| Problem requirements |
From the line with "In this exercise you will tag the woman in" through the final line, please write out the listing exactly, including both of those lines.

Coordinate annotation records:
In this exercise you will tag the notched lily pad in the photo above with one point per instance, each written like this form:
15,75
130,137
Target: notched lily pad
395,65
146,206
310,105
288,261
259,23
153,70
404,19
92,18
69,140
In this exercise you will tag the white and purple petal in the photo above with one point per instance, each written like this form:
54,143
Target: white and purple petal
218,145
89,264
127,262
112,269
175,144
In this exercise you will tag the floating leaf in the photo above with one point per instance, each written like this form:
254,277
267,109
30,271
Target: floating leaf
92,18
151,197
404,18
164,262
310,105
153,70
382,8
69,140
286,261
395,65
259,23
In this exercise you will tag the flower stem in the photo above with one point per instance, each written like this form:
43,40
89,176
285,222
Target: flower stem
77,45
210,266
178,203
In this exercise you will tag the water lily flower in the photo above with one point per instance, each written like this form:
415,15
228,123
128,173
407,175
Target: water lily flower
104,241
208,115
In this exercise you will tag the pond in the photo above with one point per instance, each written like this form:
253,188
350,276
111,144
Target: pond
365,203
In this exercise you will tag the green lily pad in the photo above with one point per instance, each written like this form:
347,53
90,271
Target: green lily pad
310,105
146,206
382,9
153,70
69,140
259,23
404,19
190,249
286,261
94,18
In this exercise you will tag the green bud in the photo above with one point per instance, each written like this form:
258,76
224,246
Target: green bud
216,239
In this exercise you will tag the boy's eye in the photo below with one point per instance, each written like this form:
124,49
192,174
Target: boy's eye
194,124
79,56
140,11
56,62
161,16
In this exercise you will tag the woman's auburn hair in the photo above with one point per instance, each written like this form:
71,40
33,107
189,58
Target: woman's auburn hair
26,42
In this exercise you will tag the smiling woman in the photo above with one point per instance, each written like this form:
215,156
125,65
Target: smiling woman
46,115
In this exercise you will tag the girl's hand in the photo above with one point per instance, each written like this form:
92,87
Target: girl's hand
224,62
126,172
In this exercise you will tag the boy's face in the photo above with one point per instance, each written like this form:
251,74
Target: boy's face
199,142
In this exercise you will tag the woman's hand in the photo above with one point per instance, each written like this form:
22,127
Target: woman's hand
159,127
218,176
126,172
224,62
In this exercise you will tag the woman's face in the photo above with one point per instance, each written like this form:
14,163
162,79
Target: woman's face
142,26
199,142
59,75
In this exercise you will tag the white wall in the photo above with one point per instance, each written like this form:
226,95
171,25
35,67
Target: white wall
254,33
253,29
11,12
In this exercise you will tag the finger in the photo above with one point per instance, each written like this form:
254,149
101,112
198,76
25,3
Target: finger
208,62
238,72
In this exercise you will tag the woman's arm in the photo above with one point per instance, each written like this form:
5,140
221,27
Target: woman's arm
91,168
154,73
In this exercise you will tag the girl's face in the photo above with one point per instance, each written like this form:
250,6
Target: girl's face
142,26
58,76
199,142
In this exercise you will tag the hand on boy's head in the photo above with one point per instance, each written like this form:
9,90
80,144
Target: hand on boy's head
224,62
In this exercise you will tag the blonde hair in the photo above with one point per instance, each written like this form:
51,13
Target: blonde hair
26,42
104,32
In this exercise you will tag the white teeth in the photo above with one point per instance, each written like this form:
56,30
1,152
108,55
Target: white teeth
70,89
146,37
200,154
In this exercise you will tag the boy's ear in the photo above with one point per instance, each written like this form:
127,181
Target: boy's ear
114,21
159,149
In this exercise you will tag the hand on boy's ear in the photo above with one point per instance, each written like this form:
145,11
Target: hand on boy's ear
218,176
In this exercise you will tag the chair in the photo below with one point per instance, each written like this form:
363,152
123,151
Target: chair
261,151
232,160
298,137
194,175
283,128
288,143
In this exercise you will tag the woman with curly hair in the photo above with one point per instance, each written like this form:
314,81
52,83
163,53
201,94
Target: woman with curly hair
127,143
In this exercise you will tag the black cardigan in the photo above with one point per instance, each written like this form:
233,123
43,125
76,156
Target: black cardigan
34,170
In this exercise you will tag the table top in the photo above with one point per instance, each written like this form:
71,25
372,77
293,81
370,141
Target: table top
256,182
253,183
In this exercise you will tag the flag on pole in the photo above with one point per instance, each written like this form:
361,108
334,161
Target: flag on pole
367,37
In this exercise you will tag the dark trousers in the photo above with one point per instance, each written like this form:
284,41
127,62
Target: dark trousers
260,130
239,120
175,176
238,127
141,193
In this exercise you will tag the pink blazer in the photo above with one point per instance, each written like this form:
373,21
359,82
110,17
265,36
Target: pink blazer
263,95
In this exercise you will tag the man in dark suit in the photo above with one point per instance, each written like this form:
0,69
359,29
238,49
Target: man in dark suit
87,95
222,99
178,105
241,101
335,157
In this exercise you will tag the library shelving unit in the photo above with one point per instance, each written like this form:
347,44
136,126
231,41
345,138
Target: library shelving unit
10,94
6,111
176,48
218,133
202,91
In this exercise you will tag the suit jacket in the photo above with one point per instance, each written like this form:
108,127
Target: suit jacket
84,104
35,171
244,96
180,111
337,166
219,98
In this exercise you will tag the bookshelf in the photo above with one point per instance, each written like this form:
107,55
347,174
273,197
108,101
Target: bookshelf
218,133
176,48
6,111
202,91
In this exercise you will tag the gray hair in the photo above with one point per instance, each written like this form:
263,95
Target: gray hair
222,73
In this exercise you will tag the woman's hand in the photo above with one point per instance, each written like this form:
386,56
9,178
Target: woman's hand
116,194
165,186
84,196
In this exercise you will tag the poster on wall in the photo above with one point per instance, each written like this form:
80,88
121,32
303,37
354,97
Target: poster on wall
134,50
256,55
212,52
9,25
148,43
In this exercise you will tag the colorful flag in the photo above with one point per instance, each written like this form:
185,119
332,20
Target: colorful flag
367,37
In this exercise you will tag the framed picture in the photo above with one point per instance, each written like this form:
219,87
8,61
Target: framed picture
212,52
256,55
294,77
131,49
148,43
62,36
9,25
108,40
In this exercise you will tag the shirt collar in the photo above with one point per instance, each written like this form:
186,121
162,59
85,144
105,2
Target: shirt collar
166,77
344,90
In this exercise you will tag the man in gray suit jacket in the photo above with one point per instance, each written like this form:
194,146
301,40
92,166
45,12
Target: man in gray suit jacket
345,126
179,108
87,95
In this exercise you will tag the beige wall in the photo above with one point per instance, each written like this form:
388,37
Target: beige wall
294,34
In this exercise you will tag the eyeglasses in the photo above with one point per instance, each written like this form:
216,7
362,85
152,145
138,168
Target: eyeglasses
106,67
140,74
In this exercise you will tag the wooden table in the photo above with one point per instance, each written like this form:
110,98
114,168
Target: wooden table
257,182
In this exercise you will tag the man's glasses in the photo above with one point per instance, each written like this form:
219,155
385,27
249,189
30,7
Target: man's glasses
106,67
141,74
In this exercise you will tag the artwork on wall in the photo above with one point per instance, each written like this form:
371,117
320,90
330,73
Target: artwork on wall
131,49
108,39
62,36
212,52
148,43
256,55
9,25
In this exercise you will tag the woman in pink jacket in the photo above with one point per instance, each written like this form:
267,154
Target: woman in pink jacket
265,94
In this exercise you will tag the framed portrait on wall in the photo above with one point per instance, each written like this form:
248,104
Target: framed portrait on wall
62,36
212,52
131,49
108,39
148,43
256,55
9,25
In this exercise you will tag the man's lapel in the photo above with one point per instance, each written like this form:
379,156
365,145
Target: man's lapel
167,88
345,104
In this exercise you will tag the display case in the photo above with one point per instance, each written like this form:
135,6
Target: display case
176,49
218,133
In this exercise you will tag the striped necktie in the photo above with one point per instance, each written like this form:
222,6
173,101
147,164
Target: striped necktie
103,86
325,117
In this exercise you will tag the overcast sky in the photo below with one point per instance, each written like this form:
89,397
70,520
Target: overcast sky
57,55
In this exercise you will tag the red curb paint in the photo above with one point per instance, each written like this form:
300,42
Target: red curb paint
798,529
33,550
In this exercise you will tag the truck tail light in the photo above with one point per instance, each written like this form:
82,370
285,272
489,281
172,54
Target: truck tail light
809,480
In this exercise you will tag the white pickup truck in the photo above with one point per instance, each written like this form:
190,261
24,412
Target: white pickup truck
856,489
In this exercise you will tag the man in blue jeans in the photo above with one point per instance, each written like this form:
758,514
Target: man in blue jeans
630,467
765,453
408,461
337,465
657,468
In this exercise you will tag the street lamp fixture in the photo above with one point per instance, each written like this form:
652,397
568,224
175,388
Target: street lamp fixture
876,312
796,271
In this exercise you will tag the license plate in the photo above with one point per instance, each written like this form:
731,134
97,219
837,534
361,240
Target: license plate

| Completed task |
In this exercise you will tag the woman in pink jacket in the photo above with one point per instance, each written like this form:
267,154
Target: woman in pink jacket
265,94
In this exercise you will tag the framed portrait on wall in the photo above with one point per instance, each written like this form:
248,104
Target: framed portrait on wall
62,36
212,52
131,49
108,39
148,43
256,55
9,25
In this exercise you will tag the man's lapel in the photo above with one point per instance, each written like this form:
379,156
365,145
Target: man's lapel
167,88
345,104
In this exercise you will tag the display case in the photo above with one point per instance, each written like this form:
135,6
Target: display case
176,49
218,133
In this exercise you will tag the striped necktie in the photo above with one point per instance, each written like this form:
222,6
173,101
147,164
Target: striped necktie
103,86
325,117
In this exercise you will tag the overcast sky in the photo below with one point per instance, each written like this form:
89,397
70,520
Target: overcast sky
57,55
In this exercise you will tag the red curb paint in the photo above with one point per instance, each written like this form:
300,42
Target: red curb paint
798,529
33,550
In this exercise you will tag the truck tail light in the photo above with one point per instance, each written like this form:
82,370
285,272
489,281
172,54
Target: truck tail light
809,480
In this exercise you will tag the white pickup truck in the photo above with one point per instance, each written like this form:
190,261
24,412
Target: white pickup truck
856,489
In this exercise you will tag the man in blue jeans in the photo above with one point per instance, each written like this form:
758,514
Target: man in blue jeans
630,467
765,453
408,461
337,465
657,468
In this exercise you will tag the street lamp fixture in the photo above with one point per instance, each written like this form:
652,397
568,224
175,388
Target: street lamp fixture
876,312
796,271
In this exercise you will tag the license plate in the photo above with one point per instance, each written like this form:
731,134
97,219
837,534
361,240
Target: license plate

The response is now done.